#### Instrucción dada 1:
Pasa a una lista breve el párrafo del texto sobre población y crecimiento que empieza por «Pero la cuestión hay que verla», sin perder sus datos principales.

#### Texto proporcionado:
......

Los políticos quieren someter ese entendimiento mutuo, sin intereses o propósitos mutuos a una receta mal concebida, a un conjunto pequeño y fijo de objetivos que pretenden que sean comunes

Quizás las palabras más interesantes sean estas que están casi en el arranque del documento: “La UE está entrando en el primer periodo de su historia reciente en el que el crecimiento no se verá respaldado por el aumento de la población. De aquí a 2040, se prevé que la población activa se reduzca en cerca de 2 millones de trabajadores cada año”.

La larga transición demográfica que está achicando las poblaciones de los países más ricos amenaza con reducir también el crecimiento de la producción. Podríamos tocar a una porción creciente y que aún así la tarta siga teniendo el mismo tamaño o menos, por el simple hecho de que seremos cada vez menos.

¿Podemos hacer crecer la tarta aunque nuestra población mengüe de forma consistente década a década? Este problema tiene consecuencias importantes para los gobernantes, pero no sé si tanto para los gobernados: una Europa con una proporción cada vez menor del PIB mundial tendrá un menor peso geopolítico.

Pero la cuestión hay que verla desde el lado de la productividad. El tiempo de los trabajadores puede ser más o menos productivo en función de un conjunto de circunstancias, pero sobre todo depende del capital que esté invertido, ya sea en los medios con los que cuente para realizar su trabajo, ya sea en la formación del trabajador, que por algo se llama capital humano.

......

(Registros de etiquetado de ubicaciones)
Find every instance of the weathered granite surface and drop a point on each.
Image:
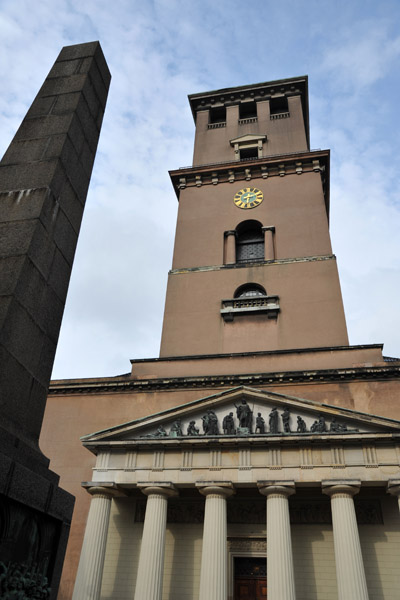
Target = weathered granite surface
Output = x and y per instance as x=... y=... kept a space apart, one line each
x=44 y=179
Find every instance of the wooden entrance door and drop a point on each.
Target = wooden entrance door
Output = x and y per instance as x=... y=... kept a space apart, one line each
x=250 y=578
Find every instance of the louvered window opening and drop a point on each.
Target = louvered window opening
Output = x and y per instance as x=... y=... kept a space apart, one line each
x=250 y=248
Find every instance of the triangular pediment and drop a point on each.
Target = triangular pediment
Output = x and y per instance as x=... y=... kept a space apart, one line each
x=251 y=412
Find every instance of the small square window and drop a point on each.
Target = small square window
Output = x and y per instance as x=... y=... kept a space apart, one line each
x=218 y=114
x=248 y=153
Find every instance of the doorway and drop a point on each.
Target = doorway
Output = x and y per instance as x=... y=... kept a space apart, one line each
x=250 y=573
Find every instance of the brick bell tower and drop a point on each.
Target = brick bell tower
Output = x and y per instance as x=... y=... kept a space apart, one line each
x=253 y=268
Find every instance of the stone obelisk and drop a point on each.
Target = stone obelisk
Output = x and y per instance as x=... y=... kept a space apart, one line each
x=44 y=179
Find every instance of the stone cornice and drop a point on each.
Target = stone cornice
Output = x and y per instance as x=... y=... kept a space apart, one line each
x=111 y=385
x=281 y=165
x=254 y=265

......

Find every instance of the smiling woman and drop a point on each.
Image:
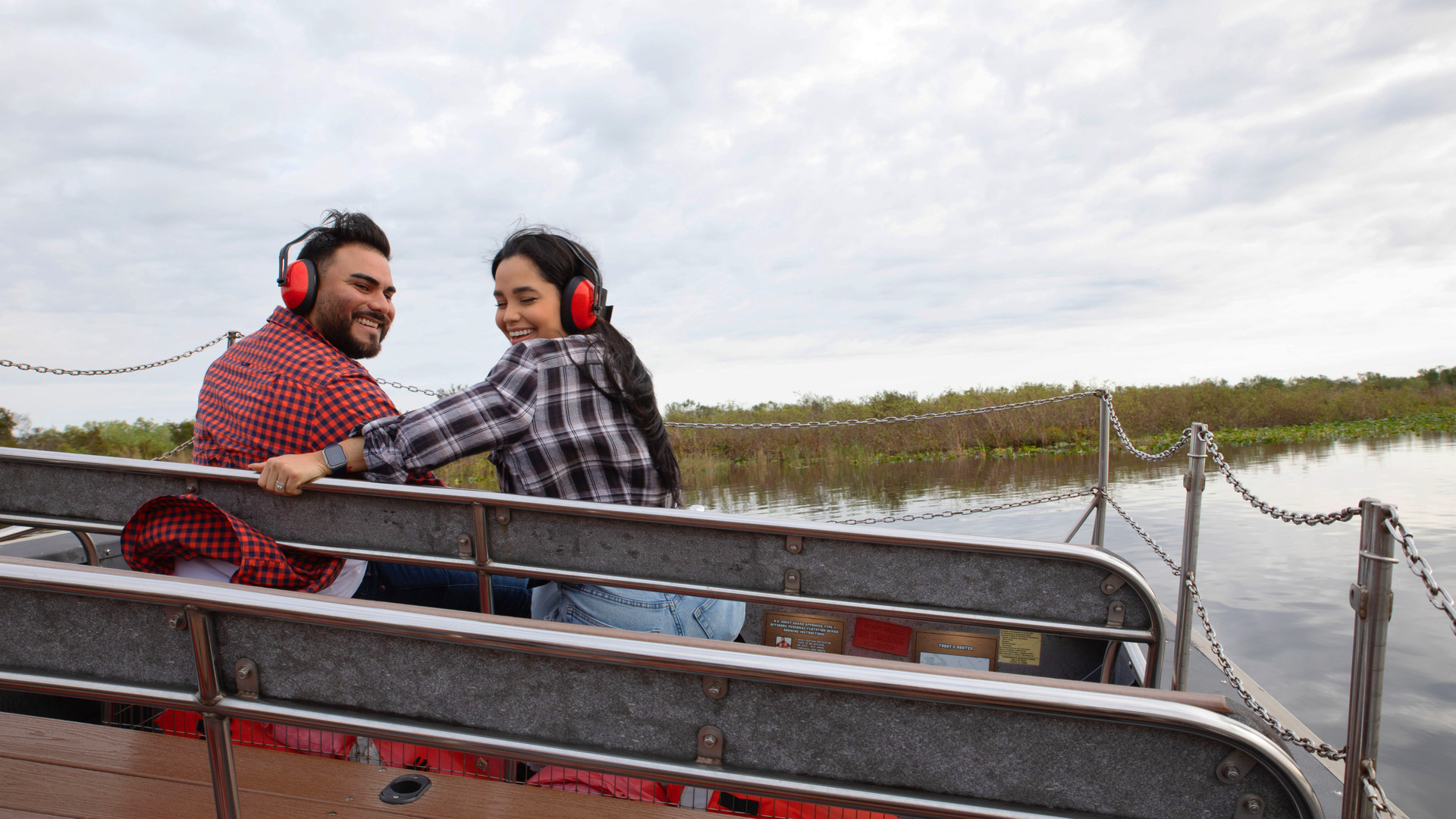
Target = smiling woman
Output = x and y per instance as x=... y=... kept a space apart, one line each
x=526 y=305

......

#### Instrucción dada 2:
Entrega como tabla Markdown, con las columnas «Número» y «Línea», solo las líneas del listado que comienzan en la que contiene «Find every instance of the small» y terminan en la que contiene «x=248 y=153», ambas incluidas y sin las líneas en blanco.

#### Respuesta completa 1:
- La cuestión hay que verla desde el lado de la productividad.
- El tiempo de los trabajadores puede ser más o menos productivo según un conjunto de circunstancias.
- Sobre todo depende del capital invertido, ya sea en los medios con los que cuenta el trabajador para realizar su trabajo o en su formación.
- A esa formación se le llama capital humano.

#### Respuesta completa 2:
| Número | Línea |
|---|---|
| 1 | Find every instance of the small square window and drop a point on each. |
| 2 | Target = small square window |
| 3 | Output = x and y per instance as x=... y=... kept a space apart, one line each |
| 4 | x=218 y=114 |
| 5 | x=248 y=153 |